Work to be completed |
Copy each of the entries below verbatim, line for line, without changing anything.
— BEGIN Extracted entries —
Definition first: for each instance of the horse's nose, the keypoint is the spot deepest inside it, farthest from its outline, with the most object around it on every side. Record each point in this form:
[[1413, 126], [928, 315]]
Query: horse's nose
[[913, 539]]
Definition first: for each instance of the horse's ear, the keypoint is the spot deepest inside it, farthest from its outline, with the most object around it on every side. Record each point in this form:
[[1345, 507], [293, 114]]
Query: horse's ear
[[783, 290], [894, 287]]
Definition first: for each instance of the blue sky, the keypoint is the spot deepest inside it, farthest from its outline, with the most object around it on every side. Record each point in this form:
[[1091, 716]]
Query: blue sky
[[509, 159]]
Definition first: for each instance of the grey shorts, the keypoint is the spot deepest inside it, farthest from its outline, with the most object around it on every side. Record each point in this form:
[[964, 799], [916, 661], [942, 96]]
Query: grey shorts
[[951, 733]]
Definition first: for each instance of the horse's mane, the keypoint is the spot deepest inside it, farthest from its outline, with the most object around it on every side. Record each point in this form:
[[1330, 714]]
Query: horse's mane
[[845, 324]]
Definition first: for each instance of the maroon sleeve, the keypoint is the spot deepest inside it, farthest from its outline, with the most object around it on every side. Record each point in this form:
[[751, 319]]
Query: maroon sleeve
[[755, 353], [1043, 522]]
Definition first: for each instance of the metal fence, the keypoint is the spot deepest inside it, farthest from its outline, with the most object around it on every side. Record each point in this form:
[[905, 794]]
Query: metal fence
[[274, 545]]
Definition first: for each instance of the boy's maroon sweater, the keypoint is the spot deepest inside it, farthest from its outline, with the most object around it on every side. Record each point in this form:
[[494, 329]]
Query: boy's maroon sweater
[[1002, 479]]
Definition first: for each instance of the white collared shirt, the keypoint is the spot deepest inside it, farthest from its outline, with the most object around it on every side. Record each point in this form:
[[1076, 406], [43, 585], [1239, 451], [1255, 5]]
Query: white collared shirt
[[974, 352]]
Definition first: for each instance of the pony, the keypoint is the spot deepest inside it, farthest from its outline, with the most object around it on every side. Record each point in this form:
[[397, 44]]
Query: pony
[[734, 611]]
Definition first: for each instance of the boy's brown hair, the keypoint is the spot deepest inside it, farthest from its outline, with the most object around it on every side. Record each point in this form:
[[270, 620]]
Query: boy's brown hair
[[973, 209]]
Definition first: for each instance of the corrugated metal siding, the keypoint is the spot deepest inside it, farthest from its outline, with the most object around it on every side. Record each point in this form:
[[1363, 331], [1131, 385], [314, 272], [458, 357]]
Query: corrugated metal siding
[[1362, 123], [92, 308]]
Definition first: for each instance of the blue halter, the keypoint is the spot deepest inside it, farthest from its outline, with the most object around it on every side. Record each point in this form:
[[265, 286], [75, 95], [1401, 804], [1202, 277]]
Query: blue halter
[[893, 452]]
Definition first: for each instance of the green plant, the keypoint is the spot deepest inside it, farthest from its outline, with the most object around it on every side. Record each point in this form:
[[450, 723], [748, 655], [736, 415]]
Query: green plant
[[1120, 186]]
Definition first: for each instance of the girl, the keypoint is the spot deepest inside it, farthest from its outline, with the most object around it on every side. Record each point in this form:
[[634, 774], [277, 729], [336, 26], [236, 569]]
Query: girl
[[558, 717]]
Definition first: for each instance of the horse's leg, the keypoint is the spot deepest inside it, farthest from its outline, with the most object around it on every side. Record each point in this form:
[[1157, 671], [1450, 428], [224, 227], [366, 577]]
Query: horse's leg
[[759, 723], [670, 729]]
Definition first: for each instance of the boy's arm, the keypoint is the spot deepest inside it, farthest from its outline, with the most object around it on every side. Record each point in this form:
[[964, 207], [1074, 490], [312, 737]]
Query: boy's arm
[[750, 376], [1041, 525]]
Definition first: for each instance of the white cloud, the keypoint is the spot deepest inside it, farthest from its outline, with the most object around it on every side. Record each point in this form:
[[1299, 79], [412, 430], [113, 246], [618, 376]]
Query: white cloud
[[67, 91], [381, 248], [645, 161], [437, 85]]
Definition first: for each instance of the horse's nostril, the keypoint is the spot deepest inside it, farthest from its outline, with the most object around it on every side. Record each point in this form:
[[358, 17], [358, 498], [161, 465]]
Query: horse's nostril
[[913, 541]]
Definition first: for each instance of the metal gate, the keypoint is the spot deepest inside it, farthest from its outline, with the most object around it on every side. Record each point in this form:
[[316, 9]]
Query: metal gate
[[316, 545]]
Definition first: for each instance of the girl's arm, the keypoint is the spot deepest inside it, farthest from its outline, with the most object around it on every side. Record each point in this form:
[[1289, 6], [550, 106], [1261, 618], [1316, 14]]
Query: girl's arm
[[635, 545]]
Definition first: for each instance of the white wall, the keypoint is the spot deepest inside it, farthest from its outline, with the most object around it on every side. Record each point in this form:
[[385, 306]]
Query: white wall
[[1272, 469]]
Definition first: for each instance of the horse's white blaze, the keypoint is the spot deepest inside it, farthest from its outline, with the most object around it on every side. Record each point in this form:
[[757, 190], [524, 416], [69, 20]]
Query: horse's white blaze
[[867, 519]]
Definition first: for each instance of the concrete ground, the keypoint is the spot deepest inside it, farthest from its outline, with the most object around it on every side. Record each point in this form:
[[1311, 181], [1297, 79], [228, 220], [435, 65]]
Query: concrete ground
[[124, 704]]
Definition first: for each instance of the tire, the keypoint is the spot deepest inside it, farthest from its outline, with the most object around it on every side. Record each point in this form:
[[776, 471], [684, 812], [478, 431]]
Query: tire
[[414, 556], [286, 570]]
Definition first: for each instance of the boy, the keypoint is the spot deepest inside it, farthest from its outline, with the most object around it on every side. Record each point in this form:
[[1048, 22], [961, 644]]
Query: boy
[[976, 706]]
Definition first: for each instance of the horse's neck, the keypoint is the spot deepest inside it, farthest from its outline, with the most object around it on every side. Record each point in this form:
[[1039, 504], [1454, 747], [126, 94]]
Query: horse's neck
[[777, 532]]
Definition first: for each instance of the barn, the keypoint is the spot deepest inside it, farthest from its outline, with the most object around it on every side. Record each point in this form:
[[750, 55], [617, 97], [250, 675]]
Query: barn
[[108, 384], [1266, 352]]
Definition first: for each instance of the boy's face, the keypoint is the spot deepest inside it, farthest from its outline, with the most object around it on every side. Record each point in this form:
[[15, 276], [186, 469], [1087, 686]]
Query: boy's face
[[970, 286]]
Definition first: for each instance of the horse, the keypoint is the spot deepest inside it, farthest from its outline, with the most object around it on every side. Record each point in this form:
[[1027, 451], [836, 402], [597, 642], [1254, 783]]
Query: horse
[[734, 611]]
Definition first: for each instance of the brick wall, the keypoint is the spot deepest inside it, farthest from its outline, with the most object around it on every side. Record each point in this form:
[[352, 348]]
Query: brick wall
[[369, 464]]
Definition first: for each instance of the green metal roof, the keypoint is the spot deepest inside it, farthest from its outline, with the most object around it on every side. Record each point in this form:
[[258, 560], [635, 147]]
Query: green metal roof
— END Extracted entries —
Final result |
Definition first: for each instance of the horse's nose, the keypoint is the spot deepest inside it, farthest from its outline, with the most object around it on every side. Record each point in this form:
[[1413, 126], [928, 315]]
Query: horse's nose
[[913, 539]]
Definition first: for each instance of the horse's ear, the keypoint is the spot deepest inside it, farthest from its outline, with the most object around it on every side. Record each point in this form:
[[1345, 507], [293, 114]]
Query: horse's ear
[[783, 290], [894, 287]]
Definition first: for each instance of the blue sky, the keypoint is the spot deepest inside it, farthest from its outline, with the most object around it on every side. Record each point in this form:
[[1091, 716]]
Query: blue sky
[[509, 159]]
Definition first: for each instance of the grey shorts, the keypoint is the spot deepest inside it, farthest from its outline, with the most object around it on every side. Record each point in this form:
[[964, 799], [916, 661], [942, 96]]
Query: grey shorts
[[951, 733]]
Definition first: for each instance of the horse's mane, the keypoint is the spot deepest inside it, farthest from its outline, with the most object around it on every side. Record each point in this form:
[[1330, 714]]
Query: horse's mane
[[845, 324]]
Definition first: for each instance of the maroon sleeve, the keypoint is the spot deepest inside it, farthest from its outline, with the most object around it on every side. Record each point in this form:
[[751, 319]]
Query: maroon sleeve
[[755, 353], [1043, 522]]
Definition first: for each instance of the metal fence, the keypoint is the spot deepest inside it, farthest from its outline, with the most object around it on every side. Record each point in this form:
[[905, 794]]
Query: metal fence
[[274, 545]]
Definition first: for each instance of the boy's maroon sweater, the keypoint is the spot deepest inside it, farthest from its outline, with the most object around it on every side. Record each point in this form:
[[494, 329]]
Query: boy's maroon sweater
[[1002, 479]]
Definition first: for each instance of the white collared shirt, the keypoint is the spot deepest inside it, farthest from its outline, with the most object around it on every side. Record each point in this form:
[[1076, 406], [43, 585], [1239, 451], [1255, 5]]
Query: white collared shirt
[[974, 352]]
Definition first: for each instance of the pony, the keypoint is the spot deepest inside it, farthest from its outline, with the most object around it on every side. Record each point in this form:
[[397, 44]]
Query: pony
[[734, 611]]
Definition first: for each instance of the boy's brown hair, the keypoint is the spot deepest inside it, farthest from its outline, with the most object around it on every side. Record each point in this form:
[[270, 620]]
Query: boy's brown hair
[[973, 209]]
Definition first: for each instance of the corrugated metal siding, the keypoint is the spot deepest inside it, farthest from its outline, with the most object around it on every side. Record each point in this form:
[[1363, 331], [1131, 385], [314, 272], [458, 357]]
Query: corrugated metal siding
[[1362, 123], [92, 308]]
Definition first: for each instance of the blue halter, the keypoint is the spot deepest inside it, farthest from its outline, with the most object around it on every side. Record each point in this form:
[[265, 286], [75, 95], [1401, 804], [1202, 277]]
Query: blue halter
[[893, 452]]
Definition first: for each instance of the green plant, the keypoint is the spot deepest inside it, farthest from its outline, with the most object around it on every side. Record each point in this form:
[[450, 723], [748, 655], [736, 415]]
Query: green plant
[[1120, 186]]
Definition first: for each instance of the girl, the keypoint is the spot deepest inside it, farthest from its outline, with the most object around it on every side. Record each point in this form:
[[634, 774], [277, 729], [336, 26], [236, 569]]
Query: girl
[[558, 717]]
Definition first: for each instance of the horse's leg, the keypoint is the spot deepest inside it, farthest from its outline, with the most object around it on every side. Record each point in this form:
[[1157, 671], [1450, 428], [224, 227], [366, 577]]
Query: horse's leg
[[759, 723], [670, 729]]
Definition first: for each instance of the boy's arm, the keypoint is the spot deepest inside it, farthest from its outline, with the most object around it on every side. Record each point in this form:
[[964, 207], [1074, 490], [312, 737]]
Query: boy's arm
[[750, 376], [1041, 525]]
Definition first: for each instance of the white cloud, the keypoint is the spot deepest inside it, farthest from its outline, with the most object around it on every side. Record each point in this form:
[[1299, 79], [412, 430], [113, 246], [618, 376]]
Query: white cloud
[[67, 91], [381, 248], [645, 161], [437, 85]]
Definition first: for each instance of the horse's nostril, the keypoint is the spot deepest inside it, farthest from its outline, with the most object around it on every side. Record each point in this form:
[[358, 17], [358, 498], [161, 465]]
Query: horse's nostril
[[913, 541]]
Definition first: for each instance of the metal gate, the keypoint is the spot deepest inside it, farthest from its outline, with the most object around it on every side. Record each point in this form:
[[316, 9]]
Query: metal gate
[[316, 545]]
Definition first: for each instance of the girl's arm, the keypoint is the spot deepest inside it, farthest from its outline, with the most object around it on every side. Record each point in this form:
[[1289, 6], [550, 106], [1261, 618], [1316, 14]]
Query: girl's arm
[[635, 545]]
Definition first: for each instance of the white wall, the keypoint is the spot deepest inside it, farthest from its outline, with the most object around it on every side. Record each point in this form:
[[385, 306]]
Query: white wall
[[1272, 469]]
Definition first: for each instance of the horse's white blaze, the keypoint is the spot deepest inside it, farthest from its outline, with the most object around it on every side. Record each point in this form:
[[757, 190], [524, 416], [69, 20]]
Query: horse's white blaze
[[867, 519]]
Definition first: for each instance of the concrete ground, the keypoint is the spot deepest inside it, farthest from its outline, with the most object around it on every side. Record each point in this form:
[[1311, 181], [1297, 79], [228, 220], [435, 65]]
Query: concrete ground
[[124, 704]]
Definition first: for each instance of the tire, the keypoint is the spot deepest inside it, farthest from its outline, with the most object around it on every side. Record each point in this form:
[[776, 471], [684, 812], [478, 431]]
Query: tire
[[414, 556], [286, 570]]
Definition first: for each instance of the boy, the keypoint is the spot deepest inside it, farthest from its outline, with the most object around it on every side. Record each point in this form:
[[1048, 22], [961, 644]]
Query: boy
[[976, 706]]
Definition first: for each instance of the horse's neck, the keypoint is the spot deepest inside it, farthest from its outline, with the most object around it on every side. Record each point in this form:
[[1039, 504], [1454, 747], [126, 94]]
Query: horse's neck
[[777, 532]]
Definition first: for each instance of the barn, the keypoint is the spot deepest inside it, farthest from its outline, with the most object around it on every side. Record each point in this form:
[[750, 55], [617, 97], [250, 675]]
Query: barn
[[108, 384], [1266, 352]]
Definition first: for each instance of the boy's face, the keypoint is the spot deepest inside it, farthest from its outline, with the most object around it on every side. Record each point in this form:
[[15, 276], [186, 469], [1087, 686]]
Query: boy's face
[[970, 286]]
Definition first: for each instance of the horse, the keypoint is the spot deepest inside it, farthest from its outline, with the most object around it on every side. Record each point in this form:
[[1027, 451], [836, 402], [597, 642], [1254, 783]]
Query: horse
[[734, 611]]
Definition first: for each instance of the brick wall, the keypoint is the spot deepest inside it, farthest from its outline, with the most object around it on every side. Record each point in this form:
[[352, 348]]
Query: brick wall
[[369, 464]]
Definition first: for each instance of the green metal roof, the keypoint is the spot deepest inside it, farthest from its outline, with the most object around it on every side. Record each point in this form:
[[258, 560], [635, 147]]
Query: green metal roof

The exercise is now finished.